Photo-based point labeling data:
┌────────

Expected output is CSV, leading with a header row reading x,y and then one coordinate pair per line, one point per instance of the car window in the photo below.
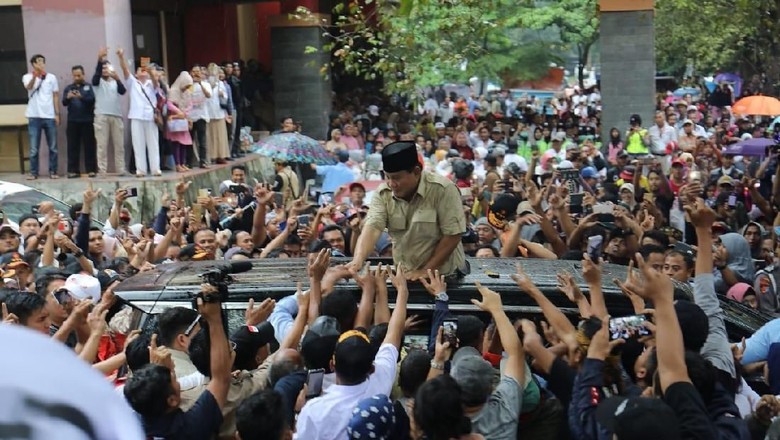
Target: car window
x,y
17,204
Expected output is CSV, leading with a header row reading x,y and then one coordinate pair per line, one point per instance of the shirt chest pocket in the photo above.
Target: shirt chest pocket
x,y
424,222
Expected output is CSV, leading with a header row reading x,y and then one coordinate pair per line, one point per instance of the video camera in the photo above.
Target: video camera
x,y
219,277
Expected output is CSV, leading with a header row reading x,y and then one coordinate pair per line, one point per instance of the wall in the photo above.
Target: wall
x,y
263,13
211,34
70,32
627,68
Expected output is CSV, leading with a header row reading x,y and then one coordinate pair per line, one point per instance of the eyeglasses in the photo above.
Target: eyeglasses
x,y
192,326
62,296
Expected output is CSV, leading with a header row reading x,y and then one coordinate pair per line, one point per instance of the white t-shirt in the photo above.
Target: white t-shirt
x,y
41,99
141,108
199,110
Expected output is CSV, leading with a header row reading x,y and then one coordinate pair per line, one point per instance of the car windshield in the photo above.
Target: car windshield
x,y
18,200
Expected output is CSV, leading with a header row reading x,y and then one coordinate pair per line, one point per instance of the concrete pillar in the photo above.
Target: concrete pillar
x,y
300,90
627,40
68,36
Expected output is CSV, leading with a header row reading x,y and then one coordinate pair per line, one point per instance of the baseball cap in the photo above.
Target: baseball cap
x,y
725,180
473,374
589,173
525,207
82,286
627,173
502,208
638,418
354,355
107,277
319,342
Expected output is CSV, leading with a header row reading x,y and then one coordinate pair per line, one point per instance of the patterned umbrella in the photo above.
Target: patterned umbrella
x,y
293,147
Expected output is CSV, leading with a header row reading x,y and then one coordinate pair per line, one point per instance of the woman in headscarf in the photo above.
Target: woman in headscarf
x,y
733,263
180,97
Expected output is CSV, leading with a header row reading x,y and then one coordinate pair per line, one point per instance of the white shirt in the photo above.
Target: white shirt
x,y
326,417
41,99
212,104
199,99
141,108
660,137
107,98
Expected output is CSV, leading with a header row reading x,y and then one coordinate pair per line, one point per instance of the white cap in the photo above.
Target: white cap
x,y
82,286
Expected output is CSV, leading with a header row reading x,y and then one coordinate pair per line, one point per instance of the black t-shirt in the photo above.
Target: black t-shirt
x,y
200,422
561,381
691,412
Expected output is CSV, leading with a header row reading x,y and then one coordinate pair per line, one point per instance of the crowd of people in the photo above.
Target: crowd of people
x,y
462,177
193,121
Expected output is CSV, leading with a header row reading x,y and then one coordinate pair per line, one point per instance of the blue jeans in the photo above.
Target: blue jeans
x,y
34,128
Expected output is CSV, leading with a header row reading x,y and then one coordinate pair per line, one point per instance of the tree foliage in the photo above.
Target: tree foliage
x,y
419,43
576,21
725,35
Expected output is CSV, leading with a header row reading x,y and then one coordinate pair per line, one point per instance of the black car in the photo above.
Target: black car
x,y
176,284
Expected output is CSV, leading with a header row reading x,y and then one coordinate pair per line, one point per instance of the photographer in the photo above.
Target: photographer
x,y
154,393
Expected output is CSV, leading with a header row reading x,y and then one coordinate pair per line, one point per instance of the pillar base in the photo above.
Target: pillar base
x,y
300,90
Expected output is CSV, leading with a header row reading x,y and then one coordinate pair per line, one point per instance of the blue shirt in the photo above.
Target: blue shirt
x,y
757,346
335,176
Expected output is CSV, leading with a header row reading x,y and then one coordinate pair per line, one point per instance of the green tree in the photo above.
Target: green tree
x,y
419,43
719,35
576,22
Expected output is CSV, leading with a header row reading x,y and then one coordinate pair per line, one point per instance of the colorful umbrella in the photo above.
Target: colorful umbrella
x,y
757,105
293,147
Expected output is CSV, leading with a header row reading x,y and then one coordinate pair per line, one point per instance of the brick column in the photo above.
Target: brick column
x,y
627,40
300,90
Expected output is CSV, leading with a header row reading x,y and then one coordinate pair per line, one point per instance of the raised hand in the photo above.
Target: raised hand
x,y
523,281
255,316
435,283
491,301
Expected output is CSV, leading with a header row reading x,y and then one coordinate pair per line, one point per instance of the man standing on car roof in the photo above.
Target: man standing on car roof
x,y
421,211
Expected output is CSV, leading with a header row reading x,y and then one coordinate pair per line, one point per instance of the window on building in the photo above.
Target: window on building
x,y
13,60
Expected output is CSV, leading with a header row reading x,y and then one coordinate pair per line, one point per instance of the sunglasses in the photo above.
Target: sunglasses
x,y
191,327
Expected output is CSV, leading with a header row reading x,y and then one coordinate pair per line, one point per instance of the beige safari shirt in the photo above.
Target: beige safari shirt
x,y
417,226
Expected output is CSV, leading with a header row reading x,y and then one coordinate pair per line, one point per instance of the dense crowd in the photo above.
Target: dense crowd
x,y
500,176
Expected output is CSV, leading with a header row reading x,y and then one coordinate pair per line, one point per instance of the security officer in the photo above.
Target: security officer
x,y
422,213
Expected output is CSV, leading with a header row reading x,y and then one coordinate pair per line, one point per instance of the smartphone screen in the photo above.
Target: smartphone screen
x,y
450,331
314,380
628,327
594,247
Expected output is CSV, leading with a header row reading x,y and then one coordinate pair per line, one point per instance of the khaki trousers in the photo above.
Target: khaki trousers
x,y
113,128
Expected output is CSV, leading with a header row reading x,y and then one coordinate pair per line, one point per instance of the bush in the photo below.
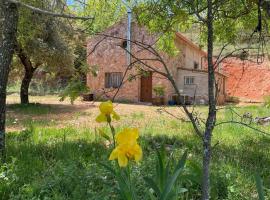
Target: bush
x,y
159,90
266,100
232,99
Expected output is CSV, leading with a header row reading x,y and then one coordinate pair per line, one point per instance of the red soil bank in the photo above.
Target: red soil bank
x,y
247,80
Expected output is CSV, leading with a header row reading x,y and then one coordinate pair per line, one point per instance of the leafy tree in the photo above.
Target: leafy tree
x,y
42,41
235,27
8,29
8,24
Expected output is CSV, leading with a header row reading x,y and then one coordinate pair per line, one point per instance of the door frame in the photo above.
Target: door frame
x,y
140,87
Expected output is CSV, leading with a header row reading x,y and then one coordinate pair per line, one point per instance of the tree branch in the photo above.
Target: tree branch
x,y
46,12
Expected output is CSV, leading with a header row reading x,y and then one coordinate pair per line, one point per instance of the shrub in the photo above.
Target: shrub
x,y
266,100
159,90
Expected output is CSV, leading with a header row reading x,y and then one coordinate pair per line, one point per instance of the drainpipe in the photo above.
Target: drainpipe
x,y
129,36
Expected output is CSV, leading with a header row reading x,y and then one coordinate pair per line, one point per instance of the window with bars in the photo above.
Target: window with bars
x,y
189,80
113,80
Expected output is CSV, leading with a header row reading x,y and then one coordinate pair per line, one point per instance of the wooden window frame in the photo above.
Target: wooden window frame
x,y
113,79
187,80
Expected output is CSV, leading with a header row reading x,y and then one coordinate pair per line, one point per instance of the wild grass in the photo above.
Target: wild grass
x,y
46,161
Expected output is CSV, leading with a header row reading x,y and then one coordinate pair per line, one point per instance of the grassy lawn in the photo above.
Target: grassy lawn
x,y
53,151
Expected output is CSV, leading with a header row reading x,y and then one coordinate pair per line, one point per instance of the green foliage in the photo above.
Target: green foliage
x,y
259,185
159,90
55,161
44,39
106,14
266,100
74,89
164,184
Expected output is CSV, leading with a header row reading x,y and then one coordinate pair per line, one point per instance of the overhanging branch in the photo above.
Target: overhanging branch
x,y
46,12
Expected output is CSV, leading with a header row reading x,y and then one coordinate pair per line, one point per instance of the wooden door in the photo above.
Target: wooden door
x,y
146,88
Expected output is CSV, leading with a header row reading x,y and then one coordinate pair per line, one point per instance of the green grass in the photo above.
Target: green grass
x,y
48,162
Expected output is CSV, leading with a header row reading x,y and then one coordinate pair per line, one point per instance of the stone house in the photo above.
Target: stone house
x,y
108,57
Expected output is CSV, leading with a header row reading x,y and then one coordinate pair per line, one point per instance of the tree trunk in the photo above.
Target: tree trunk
x,y
28,73
8,23
211,119
24,93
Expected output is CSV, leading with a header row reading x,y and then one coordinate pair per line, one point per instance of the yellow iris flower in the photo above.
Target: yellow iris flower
x,y
127,147
106,111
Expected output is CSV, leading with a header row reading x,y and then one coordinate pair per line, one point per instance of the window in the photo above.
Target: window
x,y
189,80
124,44
196,65
113,80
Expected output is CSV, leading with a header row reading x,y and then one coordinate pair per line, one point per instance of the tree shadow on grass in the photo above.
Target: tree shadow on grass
x,y
55,169
44,109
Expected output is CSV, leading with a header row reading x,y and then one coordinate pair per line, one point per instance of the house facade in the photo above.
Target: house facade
x,y
108,57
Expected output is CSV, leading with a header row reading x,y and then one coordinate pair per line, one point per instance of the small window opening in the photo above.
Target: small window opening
x,y
124,44
196,65
189,80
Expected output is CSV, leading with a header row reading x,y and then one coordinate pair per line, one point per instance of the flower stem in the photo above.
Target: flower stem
x,y
113,133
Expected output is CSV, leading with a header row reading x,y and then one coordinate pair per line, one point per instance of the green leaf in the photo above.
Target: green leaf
x,y
160,167
259,185
153,185
109,168
170,183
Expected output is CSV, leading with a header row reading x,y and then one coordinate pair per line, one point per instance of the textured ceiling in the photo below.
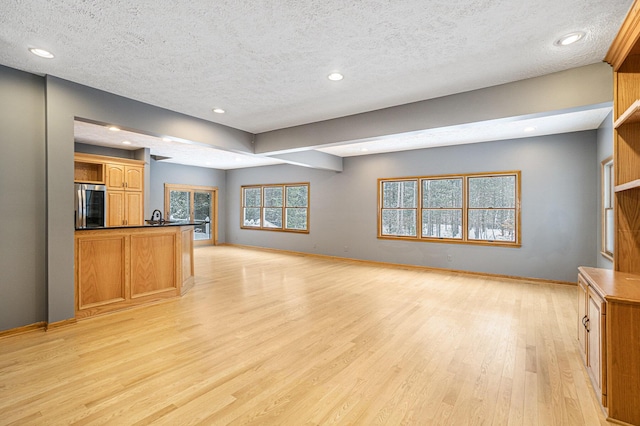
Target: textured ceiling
x,y
266,62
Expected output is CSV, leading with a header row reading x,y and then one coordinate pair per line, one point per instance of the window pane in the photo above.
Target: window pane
x,y
272,218
492,225
607,186
179,206
251,217
297,196
442,193
608,231
252,197
493,191
442,223
399,222
273,196
296,218
399,194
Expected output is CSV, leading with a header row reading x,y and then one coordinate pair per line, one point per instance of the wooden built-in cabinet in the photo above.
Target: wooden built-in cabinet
x,y
124,180
609,300
591,335
124,267
609,338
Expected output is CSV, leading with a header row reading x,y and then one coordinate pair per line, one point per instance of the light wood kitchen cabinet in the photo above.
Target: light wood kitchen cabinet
x,y
124,208
591,329
125,177
123,267
609,305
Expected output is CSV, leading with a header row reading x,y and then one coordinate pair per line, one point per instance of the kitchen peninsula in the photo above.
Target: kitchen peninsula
x,y
124,266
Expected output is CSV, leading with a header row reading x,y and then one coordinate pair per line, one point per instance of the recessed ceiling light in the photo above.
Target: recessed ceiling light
x,y
41,52
570,38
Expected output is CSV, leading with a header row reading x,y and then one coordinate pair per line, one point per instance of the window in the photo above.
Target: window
x,y
478,209
281,207
607,208
190,203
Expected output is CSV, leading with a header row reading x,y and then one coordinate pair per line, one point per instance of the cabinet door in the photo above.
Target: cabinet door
x,y
115,176
595,357
582,317
115,208
134,176
134,210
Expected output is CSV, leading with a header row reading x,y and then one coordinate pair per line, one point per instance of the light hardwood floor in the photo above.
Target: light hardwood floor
x,y
267,338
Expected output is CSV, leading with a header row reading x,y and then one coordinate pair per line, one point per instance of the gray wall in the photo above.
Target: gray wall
x,y
605,150
162,173
559,220
67,101
22,191
574,89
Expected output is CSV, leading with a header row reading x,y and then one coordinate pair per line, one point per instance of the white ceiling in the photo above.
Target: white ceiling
x,y
169,150
266,62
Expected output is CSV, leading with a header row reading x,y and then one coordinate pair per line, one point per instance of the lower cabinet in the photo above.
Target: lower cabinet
x,y
124,267
609,339
591,331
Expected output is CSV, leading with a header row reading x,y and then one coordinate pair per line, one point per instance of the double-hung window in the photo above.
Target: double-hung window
x,y
479,208
607,208
278,207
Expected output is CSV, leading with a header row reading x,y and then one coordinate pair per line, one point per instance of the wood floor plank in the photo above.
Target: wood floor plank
x,y
280,339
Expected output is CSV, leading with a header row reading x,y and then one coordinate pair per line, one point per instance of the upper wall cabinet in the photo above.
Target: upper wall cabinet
x,y
125,176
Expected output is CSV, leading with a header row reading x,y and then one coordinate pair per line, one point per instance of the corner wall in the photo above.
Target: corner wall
x,y
23,199
559,220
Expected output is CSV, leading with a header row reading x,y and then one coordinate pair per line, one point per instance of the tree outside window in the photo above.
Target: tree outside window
x,y
479,208
277,207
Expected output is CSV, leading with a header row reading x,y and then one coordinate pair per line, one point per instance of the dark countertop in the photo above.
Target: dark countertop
x,y
142,226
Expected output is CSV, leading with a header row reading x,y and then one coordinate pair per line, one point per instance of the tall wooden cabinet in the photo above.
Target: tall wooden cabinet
x,y
609,300
125,199
624,56
124,180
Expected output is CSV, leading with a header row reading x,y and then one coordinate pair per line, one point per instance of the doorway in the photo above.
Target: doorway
x,y
190,203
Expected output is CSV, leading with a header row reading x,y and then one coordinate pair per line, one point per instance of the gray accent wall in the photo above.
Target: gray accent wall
x,y
162,173
560,206
67,101
605,150
23,199
559,220
571,90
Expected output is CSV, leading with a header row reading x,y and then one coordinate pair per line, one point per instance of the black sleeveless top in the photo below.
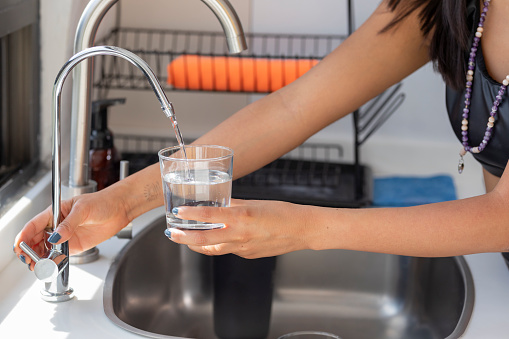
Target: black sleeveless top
x,y
484,90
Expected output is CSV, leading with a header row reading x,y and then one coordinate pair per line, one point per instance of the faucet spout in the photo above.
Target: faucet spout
x,y
83,74
57,289
235,39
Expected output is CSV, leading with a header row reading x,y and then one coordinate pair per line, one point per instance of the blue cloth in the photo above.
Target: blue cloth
x,y
410,191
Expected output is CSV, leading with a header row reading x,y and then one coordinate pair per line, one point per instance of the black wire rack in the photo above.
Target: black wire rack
x,y
310,174
199,61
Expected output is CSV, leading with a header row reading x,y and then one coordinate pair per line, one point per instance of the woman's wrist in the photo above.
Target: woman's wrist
x,y
140,192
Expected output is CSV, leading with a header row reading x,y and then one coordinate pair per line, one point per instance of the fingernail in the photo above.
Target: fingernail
x,y
167,233
54,238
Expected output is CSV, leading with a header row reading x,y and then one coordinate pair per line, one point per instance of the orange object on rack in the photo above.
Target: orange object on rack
x,y
235,74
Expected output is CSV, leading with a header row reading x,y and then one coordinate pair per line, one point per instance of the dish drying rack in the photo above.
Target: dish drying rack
x,y
350,184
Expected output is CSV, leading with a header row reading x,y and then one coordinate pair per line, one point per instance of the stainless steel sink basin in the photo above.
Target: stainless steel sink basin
x,y
162,290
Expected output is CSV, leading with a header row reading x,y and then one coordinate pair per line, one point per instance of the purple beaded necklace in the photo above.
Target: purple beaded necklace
x,y
468,91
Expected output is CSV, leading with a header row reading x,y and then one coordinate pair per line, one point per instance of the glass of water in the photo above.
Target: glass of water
x,y
200,176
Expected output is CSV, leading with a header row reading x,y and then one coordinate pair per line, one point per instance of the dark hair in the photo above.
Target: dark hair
x,y
444,22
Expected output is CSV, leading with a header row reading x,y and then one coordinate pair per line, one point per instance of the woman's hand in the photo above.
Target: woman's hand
x,y
253,229
88,220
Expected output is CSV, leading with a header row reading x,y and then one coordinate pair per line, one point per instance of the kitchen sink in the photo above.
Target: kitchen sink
x,y
159,289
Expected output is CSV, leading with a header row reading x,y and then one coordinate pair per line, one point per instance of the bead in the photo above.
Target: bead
x,y
468,90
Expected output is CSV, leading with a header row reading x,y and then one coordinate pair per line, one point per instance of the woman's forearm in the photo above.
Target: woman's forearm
x,y
140,192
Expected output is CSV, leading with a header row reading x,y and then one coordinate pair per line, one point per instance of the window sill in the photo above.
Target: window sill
x,y
36,199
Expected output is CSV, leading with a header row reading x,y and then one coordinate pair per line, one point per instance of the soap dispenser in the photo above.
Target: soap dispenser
x,y
104,157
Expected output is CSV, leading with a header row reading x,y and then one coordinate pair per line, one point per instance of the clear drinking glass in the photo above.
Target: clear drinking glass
x,y
309,335
204,178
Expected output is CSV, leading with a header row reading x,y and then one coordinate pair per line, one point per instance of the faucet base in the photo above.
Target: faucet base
x,y
85,257
57,297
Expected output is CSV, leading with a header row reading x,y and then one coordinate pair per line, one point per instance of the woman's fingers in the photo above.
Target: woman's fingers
x,y
66,228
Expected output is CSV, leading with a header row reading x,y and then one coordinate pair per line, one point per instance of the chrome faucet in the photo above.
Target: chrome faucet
x,y
53,267
79,182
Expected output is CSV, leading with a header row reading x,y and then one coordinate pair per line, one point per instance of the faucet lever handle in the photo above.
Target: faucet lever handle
x,y
45,269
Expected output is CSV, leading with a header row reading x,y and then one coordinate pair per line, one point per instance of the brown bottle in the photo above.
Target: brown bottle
x,y
104,157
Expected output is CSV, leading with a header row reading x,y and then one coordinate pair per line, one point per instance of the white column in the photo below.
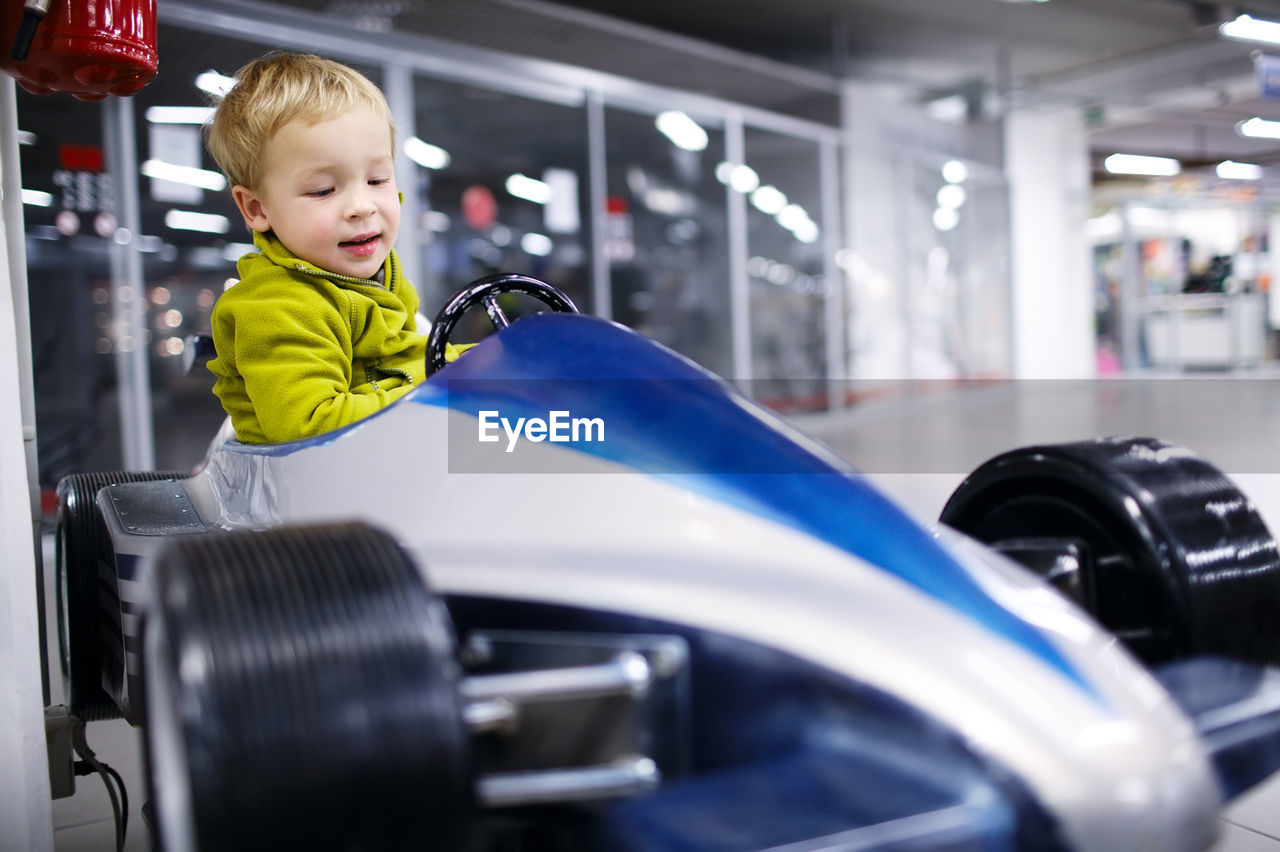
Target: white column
x,y
1047,163
26,812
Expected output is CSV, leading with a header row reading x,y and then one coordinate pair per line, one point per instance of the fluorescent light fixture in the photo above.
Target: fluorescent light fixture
x,y
535,243
190,175
37,198
1258,128
737,175
529,188
179,114
1141,164
1247,28
744,179
1232,170
769,200
214,83
682,131
426,155
191,220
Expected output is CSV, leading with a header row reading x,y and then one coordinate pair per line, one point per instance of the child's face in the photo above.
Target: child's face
x,y
329,192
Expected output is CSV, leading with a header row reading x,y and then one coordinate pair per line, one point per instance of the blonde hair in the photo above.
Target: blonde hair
x,y
278,88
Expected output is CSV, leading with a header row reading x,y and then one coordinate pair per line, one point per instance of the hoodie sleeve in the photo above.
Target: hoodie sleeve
x,y
286,362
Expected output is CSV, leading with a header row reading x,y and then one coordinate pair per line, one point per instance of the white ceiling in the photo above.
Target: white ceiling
x,y
1153,74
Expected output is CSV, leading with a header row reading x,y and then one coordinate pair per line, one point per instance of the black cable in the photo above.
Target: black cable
x,y
124,802
91,763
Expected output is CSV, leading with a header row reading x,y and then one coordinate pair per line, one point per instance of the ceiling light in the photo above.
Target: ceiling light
x,y
1258,128
191,220
529,188
769,200
536,244
426,155
1232,170
1141,164
682,131
188,175
179,114
739,177
1247,28
214,83
37,198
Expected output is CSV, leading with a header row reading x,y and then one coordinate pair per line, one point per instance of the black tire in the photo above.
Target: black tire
x,y
85,578
302,694
1182,563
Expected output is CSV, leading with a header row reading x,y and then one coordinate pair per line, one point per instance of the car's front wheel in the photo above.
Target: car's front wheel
x,y
301,694
1171,555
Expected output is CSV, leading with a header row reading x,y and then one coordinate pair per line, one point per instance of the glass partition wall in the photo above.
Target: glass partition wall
x,y
626,197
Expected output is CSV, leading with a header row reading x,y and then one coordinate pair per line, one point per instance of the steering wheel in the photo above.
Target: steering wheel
x,y
485,291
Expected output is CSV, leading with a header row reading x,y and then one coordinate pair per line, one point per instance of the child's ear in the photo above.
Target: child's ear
x,y
251,207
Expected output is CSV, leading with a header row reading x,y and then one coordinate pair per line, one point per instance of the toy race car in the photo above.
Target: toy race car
x,y
577,592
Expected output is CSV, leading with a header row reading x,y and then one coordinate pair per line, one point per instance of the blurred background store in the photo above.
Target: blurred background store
x,y
809,198
830,202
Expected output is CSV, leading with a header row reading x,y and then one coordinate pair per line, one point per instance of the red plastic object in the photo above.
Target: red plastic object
x,y
87,47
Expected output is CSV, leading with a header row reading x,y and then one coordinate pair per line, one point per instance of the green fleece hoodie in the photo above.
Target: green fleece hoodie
x,y
302,351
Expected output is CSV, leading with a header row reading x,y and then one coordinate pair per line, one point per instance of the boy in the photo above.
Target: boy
x,y
320,330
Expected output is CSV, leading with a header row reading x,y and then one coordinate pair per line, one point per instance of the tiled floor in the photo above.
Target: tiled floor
x,y
918,447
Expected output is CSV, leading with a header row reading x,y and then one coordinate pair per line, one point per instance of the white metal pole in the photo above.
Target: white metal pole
x,y
26,812
128,289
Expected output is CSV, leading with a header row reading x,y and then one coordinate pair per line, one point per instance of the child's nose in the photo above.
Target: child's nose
x,y
360,205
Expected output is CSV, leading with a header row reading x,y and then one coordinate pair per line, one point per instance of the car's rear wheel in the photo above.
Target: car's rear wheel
x,y
1176,559
85,564
302,694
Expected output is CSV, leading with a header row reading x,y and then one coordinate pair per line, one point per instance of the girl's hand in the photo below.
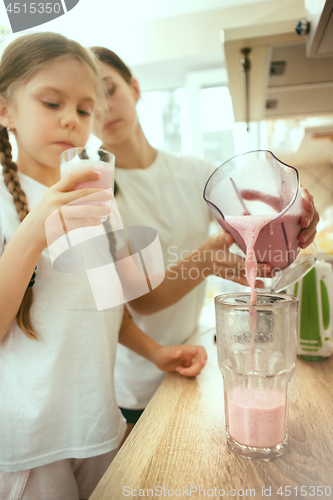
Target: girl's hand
x,y
63,209
188,360
216,259
309,220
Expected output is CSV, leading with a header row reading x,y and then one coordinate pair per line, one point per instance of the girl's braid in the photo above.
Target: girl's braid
x,y
9,169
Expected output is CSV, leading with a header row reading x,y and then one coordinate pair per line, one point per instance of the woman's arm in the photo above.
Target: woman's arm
x,y
188,360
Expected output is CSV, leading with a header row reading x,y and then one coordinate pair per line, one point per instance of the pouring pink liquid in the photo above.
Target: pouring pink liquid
x,y
256,417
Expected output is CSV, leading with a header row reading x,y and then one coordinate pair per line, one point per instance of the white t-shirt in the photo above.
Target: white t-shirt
x,y
167,196
57,396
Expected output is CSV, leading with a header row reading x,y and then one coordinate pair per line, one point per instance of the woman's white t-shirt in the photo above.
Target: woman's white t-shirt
x,y
167,196
57,397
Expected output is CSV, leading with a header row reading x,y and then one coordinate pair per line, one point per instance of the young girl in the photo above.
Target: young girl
x,y
60,424
164,191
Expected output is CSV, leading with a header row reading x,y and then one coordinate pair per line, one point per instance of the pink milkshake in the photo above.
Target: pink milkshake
x,y
256,418
105,181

└────────

• _Exercise goal_: Set down, unchanged, the line that contains "girl in the photo above." together with every later line in the records, through the last one.

• _Reply to the task_:
Expected output is CSV, leading with a header row reading x,y and then one coordinate pair per line, one point per instance of the young girl in the photo above.
Target: young girl
x,y
60,424
164,191
Expected output is CSV, leading with a header row reading x,y and then one coordinate pair per line, one point per instance of the pink milkshake in the photo above.
Target: pink milkshake
x,y
256,418
105,181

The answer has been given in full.